What you are asked to do = Reproduce word for word the part of the passage on Christians working in tech between "For Christians in" and "relationships could become.", inclusive.

Text passage START

Schuurman has a technical background. He worked with electric vehicles and embedded systems—the computers inserted in forklifts, motor drives, and other machinery—before completing a PhD in machine-learning techniques for computer vision. Now he teaches computer science students heading off to jobs at ChatGPT, Google, and elsewhere. “I encourage them to be like Daniel [in] Babylon,” he says. “Maintain their religious practices and convictions and be salt and light.”

For Christians in tech, being salt and light is a challenging charge. The researchers, engineers, and product managers I spoke with see AI-human relationships as inherently inferior to the human communities in their neighborhoods, workplaces, families, and churches. But they vary in their level of concern about how enticing or even dangerous AI-human relationships could become.

“A lot of the meaning that comes out of these [AI-human] relationships has been neutralized,” says Richard Zhang, a researcher at Google DeepMind. “You’re talking to a robot that spits out information, is tuned for factuality, and has no personality, generally.”

Text passage END
Source data START

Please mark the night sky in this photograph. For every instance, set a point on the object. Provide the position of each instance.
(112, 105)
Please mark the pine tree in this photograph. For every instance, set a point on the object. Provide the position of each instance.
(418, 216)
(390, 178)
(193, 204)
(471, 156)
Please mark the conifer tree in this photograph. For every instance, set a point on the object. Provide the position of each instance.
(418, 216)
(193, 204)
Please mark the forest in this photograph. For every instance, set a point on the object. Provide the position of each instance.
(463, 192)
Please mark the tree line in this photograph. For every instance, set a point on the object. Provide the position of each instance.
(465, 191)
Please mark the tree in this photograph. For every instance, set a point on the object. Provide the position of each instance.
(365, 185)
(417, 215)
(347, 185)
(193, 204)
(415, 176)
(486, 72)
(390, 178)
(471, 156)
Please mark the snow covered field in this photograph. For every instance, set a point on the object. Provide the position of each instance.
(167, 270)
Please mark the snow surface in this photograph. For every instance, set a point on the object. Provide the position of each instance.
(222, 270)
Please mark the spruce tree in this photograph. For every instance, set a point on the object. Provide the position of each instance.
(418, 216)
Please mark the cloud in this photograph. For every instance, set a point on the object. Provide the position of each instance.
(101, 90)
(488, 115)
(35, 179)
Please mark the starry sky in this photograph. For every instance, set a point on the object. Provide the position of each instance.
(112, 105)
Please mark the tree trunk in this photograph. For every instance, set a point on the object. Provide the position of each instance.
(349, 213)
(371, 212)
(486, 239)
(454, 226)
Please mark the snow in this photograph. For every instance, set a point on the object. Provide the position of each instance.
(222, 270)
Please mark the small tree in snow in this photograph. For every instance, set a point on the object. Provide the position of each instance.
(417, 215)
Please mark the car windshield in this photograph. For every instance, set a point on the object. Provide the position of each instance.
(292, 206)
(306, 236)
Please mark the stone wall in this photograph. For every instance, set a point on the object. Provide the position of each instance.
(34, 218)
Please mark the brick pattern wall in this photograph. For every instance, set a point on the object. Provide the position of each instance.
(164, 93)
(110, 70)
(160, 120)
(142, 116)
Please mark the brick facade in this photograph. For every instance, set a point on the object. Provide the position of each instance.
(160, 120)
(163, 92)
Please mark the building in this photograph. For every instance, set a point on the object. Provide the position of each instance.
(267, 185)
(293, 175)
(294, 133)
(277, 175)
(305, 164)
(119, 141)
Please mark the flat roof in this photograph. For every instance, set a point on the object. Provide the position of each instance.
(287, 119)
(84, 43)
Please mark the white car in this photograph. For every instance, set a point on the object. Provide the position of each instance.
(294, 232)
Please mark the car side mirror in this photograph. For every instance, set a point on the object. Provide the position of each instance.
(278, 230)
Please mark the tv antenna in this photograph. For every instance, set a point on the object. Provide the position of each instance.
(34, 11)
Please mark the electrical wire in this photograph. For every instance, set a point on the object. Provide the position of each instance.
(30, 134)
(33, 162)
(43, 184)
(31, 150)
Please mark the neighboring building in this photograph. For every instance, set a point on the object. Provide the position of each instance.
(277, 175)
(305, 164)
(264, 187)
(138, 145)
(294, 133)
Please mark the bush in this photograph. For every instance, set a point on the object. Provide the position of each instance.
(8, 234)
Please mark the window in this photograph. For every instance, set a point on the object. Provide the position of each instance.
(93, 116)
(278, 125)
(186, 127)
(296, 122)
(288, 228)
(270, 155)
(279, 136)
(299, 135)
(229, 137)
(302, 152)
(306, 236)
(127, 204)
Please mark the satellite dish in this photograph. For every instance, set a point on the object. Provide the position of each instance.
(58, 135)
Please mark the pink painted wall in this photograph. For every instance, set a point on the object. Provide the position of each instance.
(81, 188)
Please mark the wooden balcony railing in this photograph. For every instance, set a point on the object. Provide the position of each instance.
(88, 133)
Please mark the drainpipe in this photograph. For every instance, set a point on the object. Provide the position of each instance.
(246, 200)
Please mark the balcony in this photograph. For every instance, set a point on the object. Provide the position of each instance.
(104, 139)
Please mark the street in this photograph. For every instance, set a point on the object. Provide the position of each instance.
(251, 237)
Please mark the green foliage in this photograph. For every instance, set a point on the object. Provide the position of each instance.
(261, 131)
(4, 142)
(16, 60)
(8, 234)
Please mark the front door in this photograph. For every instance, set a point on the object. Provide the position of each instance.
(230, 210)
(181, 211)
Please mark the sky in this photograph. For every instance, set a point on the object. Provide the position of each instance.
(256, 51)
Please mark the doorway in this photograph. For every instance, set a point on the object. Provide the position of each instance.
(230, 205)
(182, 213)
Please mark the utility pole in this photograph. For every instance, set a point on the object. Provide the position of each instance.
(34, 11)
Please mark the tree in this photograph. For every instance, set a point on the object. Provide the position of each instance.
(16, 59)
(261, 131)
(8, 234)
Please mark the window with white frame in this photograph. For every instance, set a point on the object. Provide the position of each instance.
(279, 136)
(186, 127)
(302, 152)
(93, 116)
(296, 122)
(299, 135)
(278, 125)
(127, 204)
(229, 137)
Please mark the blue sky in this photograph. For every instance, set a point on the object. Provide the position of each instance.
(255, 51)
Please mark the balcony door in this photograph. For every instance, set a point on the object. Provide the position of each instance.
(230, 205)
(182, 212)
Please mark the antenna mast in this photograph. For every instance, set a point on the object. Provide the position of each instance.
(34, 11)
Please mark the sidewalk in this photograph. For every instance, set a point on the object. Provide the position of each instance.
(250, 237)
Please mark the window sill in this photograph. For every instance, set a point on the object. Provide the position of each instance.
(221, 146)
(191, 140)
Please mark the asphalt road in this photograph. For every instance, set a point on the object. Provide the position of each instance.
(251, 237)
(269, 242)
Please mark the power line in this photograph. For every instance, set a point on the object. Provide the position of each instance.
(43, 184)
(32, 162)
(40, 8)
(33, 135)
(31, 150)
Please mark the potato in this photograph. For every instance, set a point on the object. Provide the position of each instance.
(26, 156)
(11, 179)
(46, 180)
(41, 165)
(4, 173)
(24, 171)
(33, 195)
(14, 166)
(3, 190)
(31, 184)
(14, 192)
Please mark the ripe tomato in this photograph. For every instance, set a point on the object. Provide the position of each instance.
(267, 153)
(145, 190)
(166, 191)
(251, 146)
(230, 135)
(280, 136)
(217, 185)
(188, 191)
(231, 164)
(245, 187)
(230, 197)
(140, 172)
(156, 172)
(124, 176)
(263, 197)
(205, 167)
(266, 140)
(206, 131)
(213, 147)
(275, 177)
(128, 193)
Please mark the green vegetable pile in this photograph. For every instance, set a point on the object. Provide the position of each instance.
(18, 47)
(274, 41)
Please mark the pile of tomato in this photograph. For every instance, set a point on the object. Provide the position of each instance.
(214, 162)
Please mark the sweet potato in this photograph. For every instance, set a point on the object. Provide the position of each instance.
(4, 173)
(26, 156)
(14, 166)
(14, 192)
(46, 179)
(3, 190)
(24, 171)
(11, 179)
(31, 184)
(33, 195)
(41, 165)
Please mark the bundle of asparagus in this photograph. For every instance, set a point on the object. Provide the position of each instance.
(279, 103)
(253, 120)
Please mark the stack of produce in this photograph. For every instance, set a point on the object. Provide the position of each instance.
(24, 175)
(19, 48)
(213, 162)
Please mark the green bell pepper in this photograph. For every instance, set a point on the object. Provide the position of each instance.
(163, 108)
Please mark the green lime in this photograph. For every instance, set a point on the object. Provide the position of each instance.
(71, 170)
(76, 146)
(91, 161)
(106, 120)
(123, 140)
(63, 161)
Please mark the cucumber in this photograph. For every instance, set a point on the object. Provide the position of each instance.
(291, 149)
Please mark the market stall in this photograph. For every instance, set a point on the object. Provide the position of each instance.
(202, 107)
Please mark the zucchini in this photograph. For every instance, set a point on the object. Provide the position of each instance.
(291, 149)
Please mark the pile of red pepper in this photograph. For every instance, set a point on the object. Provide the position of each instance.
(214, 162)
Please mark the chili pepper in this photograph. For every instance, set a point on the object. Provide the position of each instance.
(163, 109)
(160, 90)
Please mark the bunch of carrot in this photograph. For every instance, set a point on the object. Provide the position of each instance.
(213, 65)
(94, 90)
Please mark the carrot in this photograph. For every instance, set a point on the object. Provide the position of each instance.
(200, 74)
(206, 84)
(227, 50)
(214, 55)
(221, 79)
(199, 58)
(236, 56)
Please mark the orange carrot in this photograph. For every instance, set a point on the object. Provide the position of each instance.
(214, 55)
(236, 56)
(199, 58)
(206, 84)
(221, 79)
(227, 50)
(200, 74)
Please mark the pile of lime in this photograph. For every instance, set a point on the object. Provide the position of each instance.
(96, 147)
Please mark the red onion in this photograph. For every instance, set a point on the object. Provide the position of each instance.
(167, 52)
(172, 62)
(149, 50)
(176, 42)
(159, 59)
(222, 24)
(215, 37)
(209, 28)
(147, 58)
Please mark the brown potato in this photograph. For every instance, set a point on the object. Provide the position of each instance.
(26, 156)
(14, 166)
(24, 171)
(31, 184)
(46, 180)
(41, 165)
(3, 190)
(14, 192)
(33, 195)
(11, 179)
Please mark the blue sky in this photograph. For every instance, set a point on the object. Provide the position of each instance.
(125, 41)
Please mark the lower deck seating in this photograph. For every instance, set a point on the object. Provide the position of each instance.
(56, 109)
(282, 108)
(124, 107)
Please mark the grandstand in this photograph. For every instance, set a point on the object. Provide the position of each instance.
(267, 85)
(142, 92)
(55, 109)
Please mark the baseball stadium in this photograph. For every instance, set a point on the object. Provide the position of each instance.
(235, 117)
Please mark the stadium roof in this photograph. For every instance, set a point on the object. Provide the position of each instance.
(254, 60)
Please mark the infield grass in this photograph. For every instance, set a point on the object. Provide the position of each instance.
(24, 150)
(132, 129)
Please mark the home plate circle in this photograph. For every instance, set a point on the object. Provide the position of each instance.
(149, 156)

Source data END

Result for this task =
For Christians in tech, being salt and light is a challenging charge. The researchers, engineers, and product managers I spoke with see AI-human relationships as inherently inferior to the human communities in their neighborhoods, workplaces, families, and churches. But they vary in their level of concern about how enticing or even dangerous AI-human relationships could become.